[Aim] In the material below, rewrite the lines from the one containing "As a warehouse robot's perception module, locate forest" through the one containing "706,246,950,533", replacing "perception module" with "vision system" and changing nothing else. Give only those lines and leave out the pictures.
--
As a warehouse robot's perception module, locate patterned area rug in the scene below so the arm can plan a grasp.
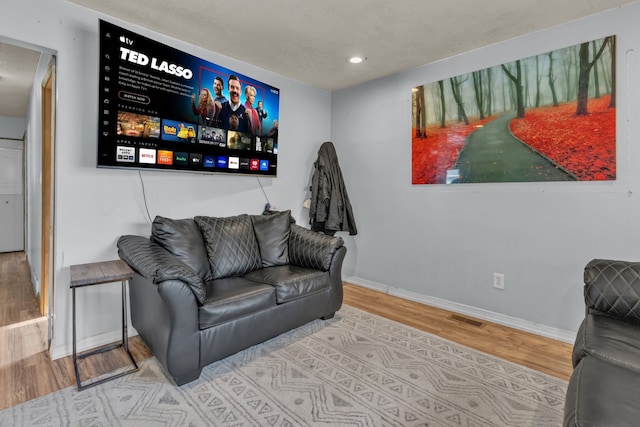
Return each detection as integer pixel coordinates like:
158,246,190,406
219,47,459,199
0,306,567,427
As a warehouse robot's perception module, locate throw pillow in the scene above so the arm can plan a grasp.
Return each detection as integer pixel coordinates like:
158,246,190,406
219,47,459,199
251,210,291,267
194,214,262,279
151,216,211,281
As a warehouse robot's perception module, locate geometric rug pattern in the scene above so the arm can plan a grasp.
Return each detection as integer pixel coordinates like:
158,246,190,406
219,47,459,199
0,306,567,427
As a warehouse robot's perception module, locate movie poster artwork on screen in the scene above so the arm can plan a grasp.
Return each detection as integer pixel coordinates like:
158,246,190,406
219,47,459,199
98,20,280,176
412,36,616,184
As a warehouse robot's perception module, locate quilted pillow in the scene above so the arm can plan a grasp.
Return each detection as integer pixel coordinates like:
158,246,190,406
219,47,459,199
118,235,206,304
194,214,262,279
251,210,291,267
151,216,211,281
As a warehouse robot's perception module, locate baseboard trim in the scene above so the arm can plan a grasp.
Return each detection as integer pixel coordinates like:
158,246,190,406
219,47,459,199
344,276,576,344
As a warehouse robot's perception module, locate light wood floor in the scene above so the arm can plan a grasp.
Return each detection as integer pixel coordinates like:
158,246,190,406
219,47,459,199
0,252,572,410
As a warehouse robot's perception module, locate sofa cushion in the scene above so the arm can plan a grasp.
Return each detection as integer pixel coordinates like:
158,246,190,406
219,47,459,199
244,264,330,304
572,313,640,374
563,356,640,427
289,224,344,271
117,235,206,303
251,210,291,267
198,277,276,330
151,216,211,281
194,214,262,279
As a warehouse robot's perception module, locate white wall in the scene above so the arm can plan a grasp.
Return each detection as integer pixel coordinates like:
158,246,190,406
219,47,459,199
331,4,640,340
0,0,331,358
0,116,26,140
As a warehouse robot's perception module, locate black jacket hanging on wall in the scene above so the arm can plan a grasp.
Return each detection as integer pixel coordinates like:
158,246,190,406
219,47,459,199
309,141,358,236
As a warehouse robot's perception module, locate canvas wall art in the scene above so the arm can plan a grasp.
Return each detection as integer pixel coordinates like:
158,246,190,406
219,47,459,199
412,36,616,184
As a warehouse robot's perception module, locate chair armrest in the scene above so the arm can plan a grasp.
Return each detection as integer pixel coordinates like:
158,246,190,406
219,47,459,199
584,259,640,320
117,235,206,304
289,224,344,271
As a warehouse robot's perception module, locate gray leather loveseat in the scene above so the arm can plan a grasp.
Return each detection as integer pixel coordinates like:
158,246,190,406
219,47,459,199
564,259,640,427
118,211,346,385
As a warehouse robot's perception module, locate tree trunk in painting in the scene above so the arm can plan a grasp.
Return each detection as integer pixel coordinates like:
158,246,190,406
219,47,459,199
449,77,469,125
548,52,558,107
576,37,610,116
472,70,484,120
609,36,616,108
501,60,524,119
438,80,447,129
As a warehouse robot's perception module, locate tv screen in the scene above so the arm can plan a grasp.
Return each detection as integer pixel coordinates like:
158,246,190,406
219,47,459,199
97,20,280,176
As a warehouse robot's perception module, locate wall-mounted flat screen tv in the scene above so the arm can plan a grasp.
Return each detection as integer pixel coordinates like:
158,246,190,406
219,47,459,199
97,20,280,176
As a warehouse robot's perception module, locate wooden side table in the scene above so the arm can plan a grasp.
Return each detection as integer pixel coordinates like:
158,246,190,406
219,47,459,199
70,260,138,390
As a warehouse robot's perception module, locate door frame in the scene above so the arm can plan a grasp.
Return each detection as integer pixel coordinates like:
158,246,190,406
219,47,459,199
40,55,57,347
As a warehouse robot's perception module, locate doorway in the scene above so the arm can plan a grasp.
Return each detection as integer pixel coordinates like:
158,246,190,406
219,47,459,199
0,36,56,352
40,57,56,346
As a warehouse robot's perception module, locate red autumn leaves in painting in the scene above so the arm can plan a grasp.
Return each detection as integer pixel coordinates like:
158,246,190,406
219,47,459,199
411,118,491,184
510,96,616,181
412,95,616,184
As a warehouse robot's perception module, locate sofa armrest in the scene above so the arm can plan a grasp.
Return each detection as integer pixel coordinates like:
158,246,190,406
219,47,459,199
584,259,640,320
289,224,344,271
117,235,206,304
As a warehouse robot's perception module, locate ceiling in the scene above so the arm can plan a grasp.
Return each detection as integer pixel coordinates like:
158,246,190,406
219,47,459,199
0,0,637,117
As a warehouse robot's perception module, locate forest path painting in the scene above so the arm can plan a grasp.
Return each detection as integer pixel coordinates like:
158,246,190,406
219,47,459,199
412,36,616,184
447,111,575,184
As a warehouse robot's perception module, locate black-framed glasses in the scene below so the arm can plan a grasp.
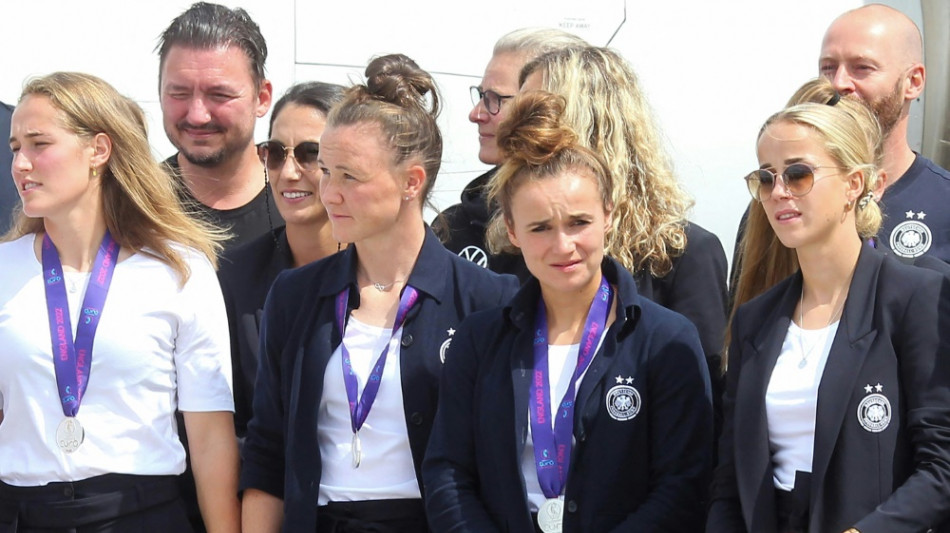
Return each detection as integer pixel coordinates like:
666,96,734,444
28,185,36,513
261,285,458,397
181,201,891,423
471,86,515,115
745,163,841,202
257,141,320,172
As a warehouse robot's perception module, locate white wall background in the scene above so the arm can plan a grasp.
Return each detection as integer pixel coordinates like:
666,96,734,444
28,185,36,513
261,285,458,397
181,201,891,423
0,0,920,262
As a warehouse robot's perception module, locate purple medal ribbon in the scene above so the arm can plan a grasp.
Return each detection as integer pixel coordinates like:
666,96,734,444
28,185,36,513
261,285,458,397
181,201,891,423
336,285,419,434
530,276,611,499
42,230,119,417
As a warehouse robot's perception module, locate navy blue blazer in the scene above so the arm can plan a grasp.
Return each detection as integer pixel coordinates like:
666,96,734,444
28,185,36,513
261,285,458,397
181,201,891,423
422,259,713,533
241,230,518,533
706,246,950,533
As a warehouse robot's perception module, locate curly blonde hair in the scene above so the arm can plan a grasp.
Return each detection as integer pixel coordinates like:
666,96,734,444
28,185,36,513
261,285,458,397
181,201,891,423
521,46,693,277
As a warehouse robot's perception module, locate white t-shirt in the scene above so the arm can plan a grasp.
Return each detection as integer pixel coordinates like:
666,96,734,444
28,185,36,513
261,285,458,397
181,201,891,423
765,322,838,491
317,316,422,505
521,328,608,513
0,235,234,486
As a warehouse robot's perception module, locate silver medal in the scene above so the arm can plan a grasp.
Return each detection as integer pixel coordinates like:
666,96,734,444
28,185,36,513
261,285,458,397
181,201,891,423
352,432,363,468
56,416,86,453
538,498,564,533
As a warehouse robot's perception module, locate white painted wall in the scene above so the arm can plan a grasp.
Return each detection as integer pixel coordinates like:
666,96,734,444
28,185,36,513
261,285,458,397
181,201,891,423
0,0,920,262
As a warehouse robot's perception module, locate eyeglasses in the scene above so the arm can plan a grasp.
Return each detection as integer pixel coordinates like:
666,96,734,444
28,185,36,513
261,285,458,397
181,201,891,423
471,86,514,115
745,163,841,202
257,141,320,172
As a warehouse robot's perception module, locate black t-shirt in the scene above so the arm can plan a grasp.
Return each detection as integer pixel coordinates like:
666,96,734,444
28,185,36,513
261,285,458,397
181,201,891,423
165,154,284,249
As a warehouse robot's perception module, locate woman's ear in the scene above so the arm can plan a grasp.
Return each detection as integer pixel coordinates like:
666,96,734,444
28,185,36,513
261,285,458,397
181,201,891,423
90,133,112,169
403,163,427,200
845,170,864,205
502,217,521,248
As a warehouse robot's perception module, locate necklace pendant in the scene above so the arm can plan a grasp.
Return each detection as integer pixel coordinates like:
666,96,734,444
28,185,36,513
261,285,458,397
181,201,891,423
351,432,363,468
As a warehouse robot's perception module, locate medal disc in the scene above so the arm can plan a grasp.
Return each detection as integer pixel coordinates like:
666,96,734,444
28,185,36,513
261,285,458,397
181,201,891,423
352,433,363,468
538,498,564,533
56,416,86,453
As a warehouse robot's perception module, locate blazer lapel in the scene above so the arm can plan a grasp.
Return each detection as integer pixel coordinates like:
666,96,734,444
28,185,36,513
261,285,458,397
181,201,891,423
809,246,883,531
511,322,534,461
733,274,802,532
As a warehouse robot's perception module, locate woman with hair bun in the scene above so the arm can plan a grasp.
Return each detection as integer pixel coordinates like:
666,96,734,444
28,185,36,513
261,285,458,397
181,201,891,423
423,91,713,533
706,87,950,533
241,55,517,533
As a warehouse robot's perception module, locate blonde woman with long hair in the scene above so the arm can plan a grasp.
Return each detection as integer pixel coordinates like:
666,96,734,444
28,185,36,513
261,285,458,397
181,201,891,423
0,72,239,533
706,92,950,533
512,46,727,420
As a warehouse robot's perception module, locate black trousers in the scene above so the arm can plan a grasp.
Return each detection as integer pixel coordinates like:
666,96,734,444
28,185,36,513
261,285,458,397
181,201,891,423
775,470,811,533
0,474,191,533
317,499,429,533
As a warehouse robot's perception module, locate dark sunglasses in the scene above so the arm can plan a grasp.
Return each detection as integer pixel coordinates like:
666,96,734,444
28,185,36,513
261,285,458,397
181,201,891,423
745,163,840,202
471,86,514,115
257,141,320,172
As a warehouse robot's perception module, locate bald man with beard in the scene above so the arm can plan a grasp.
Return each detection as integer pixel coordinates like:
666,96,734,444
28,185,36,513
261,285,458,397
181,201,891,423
818,4,950,262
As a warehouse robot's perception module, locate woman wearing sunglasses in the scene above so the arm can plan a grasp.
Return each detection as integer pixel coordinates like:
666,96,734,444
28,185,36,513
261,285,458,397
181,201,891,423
706,93,950,533
218,82,343,440
241,55,517,533
424,91,712,533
--
[Solution to the exercise]
As a warehouse robot's vision system, locate forest path painting in the scene above so the arm can plan a grasp.
Return each detection as integer pixel coordinates like:
158,246,190,406
219,47,459,199
412,36,616,184
447,111,575,184
As a warehouse robot's vision system, locate black-framed glasses in the scene below so the arm can plan a grasp.
Return each detection as integer pixel coordinates like:
666,96,734,444
28,185,36,513
261,285,458,397
181,201,891,423
471,86,515,115
745,163,841,202
257,141,320,172
As a warehouse robot's vision system, locate white wall background in the scene above so the arm can plan a grasp.
Return each detection as integer pixel coordinates like:
666,96,734,444
28,185,36,513
261,285,458,397
181,201,891,423
0,0,920,262
As a warehouse robot's vision system, locate purple medal ribbon in the scene above so the arm can plan a grasp.
Return each detection as integer pixel coordinates like:
666,96,734,444
28,185,36,513
261,285,458,397
181,201,891,423
336,285,419,434
530,276,611,499
42,230,119,417
As a warehouse robot's vision system, locate navy blue blazer in the scene above so the arm can plan a grasp.
Return each detection as integer pixel coordinates like:
666,96,734,444
28,185,36,513
261,285,458,397
181,201,891,423
422,259,713,533
241,230,518,533
706,246,950,533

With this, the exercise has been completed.